» Set exercise 1
Please print the rows below unchanged, line for line.

» Source document
****************

He Who Rides the Tiger is the 1980 second solo album by longtime Elton John lyricist, Bernie Taupin. It is his follow-up effort following his 1971 spoken word album Taupin. Taupin co-wrote all the songs in the album with the Buckinghams former guitarist Dennis Tufano and sang lead vocals in all of them. Although the album was recorded during a time when John and Taupin had interrupted their collaboration, John lent backing vocals on "Love (The Barren Desert)". The album was re-released on CD by American Beat Records on March 10, 2009.

Critical reception
In the review of May 3, 1980 Billboard critics said that the album's "biggest strength lies in his lyrics." They also found that "Taupin isn't a bad vocalist" (but sometimes "become a bit too stagnant") and praised "the aid of Elton and other supporting singers."

Track listing
All songs written by Bernie Taupin (words) and Dennis Tufano (music).

 "Monkey on My Back (The Last Run)" (4:04)
 "Born on the Fourth of July" (4:47)
 "Venezuela" (4:11)
 "Approaching Armageddon" (5:36)
 "Lover's Cross" (4:40)
 "Blitz Babies" (4:31)
 "Valley Nights" (4:23)
 "Love (The Barren Desert)" (5:32)
 "The Whores of Paris" (6:22)

****************

» Data supplied

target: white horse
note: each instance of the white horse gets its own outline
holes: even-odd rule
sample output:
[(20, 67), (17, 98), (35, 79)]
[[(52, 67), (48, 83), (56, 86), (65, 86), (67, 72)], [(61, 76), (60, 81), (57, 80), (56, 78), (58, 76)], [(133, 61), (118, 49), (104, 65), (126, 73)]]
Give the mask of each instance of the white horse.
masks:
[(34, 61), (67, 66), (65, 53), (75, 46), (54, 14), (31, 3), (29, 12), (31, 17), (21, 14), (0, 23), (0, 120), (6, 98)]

****************

» Set exercise 2
Output the part of the album text between "Critical reception" and "Dennis Tufano (music).", inclusive, copied word for word.

» Correct answer 1
target: white horse
note: each instance of the white horse gets its own outline
holes: even-odd rule
sample output:
[(20, 67), (17, 98), (35, 79)]
[[(52, 67), (48, 83), (56, 86), (65, 86), (67, 72)], [(61, 76), (60, 81), (57, 80), (56, 78), (58, 76)], [(133, 61), (118, 49), (104, 65), (126, 73)]]
Give the mask of each instance of the white horse.
masks:
[(34, 61), (67, 66), (65, 53), (75, 46), (54, 14), (31, 3), (29, 12), (31, 17), (21, 14), (0, 23), (0, 120), (6, 98)]

» Correct answer 2
Critical reception
In the review of May 3, 1980 Billboard critics said that the album's "biggest strength lies in his lyrics." They also found that "Taupin isn't a bad vocalist" (but sometimes "become a bit too stagnant") and praised "the aid of Elton and other supporting singers."

Track listing
All songs written by Bernie Taupin (words) and Dennis Tufano (music).